> **Source text**:
Big Ten cancels fall football season, hopes to attempt to play spring season

Justin Fields, Ohio State Buckeyes. (Photo by Gregory Shamus/Getty Images)
Justin Fields, Ohio State Buckeyes. (Photo by Gregory Shamus/Getty Images) /

The Big Ten has canceled the fall football season and will attempt to play in the spring.

After reports suggested the move was all but inevitable, the Big Ten has officially voted to cancel the fall college football season. The news was first reported by Pete Thamel of Yahoo.

On Monday, Dan Patrick reported on his radio show that the 14 Big Ten presidents voted 12-2 in favor of canceling the season. However, that vote wasn’t official until Tuesday afternoon.

After the groundswell of support from players, coaches and parents of coaches from around the Big Ten, there was a semblance of hope that their voices could persuade university presidents to move forward with the fall football season by pushing back the start date to Sept. 26.

Saved entries:

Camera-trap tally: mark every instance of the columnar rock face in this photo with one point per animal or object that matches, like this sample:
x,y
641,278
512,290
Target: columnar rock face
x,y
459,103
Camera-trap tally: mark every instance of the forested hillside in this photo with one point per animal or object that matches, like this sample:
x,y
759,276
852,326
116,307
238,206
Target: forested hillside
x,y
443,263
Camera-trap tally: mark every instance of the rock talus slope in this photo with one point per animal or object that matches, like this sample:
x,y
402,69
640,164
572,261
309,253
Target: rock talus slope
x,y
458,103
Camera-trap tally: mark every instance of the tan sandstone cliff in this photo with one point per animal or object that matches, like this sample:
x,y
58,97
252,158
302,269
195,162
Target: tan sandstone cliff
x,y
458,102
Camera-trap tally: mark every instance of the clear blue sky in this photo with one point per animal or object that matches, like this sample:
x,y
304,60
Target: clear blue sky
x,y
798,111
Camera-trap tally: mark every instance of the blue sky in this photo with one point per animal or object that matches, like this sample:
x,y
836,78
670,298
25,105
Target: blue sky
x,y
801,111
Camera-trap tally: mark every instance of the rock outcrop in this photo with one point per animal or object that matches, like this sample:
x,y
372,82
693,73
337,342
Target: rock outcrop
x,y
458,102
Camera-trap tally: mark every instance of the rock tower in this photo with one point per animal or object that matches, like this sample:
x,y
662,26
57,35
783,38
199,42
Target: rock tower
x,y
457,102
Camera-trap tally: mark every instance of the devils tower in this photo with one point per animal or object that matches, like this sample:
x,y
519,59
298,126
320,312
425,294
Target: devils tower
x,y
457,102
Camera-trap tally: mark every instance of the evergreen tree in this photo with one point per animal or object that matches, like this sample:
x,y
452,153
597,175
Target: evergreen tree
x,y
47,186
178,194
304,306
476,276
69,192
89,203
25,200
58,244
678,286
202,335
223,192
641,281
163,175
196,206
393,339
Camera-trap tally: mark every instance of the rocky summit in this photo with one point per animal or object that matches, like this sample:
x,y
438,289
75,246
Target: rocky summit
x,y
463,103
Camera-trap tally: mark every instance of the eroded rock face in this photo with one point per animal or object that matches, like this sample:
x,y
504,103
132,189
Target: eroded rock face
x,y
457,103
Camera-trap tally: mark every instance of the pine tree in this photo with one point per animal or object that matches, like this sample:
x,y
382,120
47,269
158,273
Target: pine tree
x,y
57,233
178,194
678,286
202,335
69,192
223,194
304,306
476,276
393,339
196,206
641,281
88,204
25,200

> **Required action 1**: Please explain, in one to three sentences, what the football article says gave rise to hope that university presidents might move forward with the fall season.
> **Required action 2**: Swap "radio show" for "podcast" in the part of the football article that opens with the words containing "The Big Ten has canceled" and closes with "until Tuesday afternoon.", and write out that part.
The saved entries are separate material and have no connection to the football article.

> **Worked solution 1**: The groundswell of support from players, coaches and parents of coaches from around the Big Ten raised a semblance of hope. Their voices might persuade university presidents to go ahead with the fall season by pushing the start date back to Sept. 26.

> **Worked solution 2**:
The Big Ten has canceled the fall football season and will attempt to play in the spring.

After reports suggested the move was all but inevitable, the Big Ten has officially voted to cancel the fall college football season. The news was first reported by Pete Thamel of Yahoo.

On Monday, Dan Patrick reported on his podcast that the 14 Big Ten presidents voted 12-2 in favor of canceling the season. However, that vote wasn’t official until Tuesday afternoon.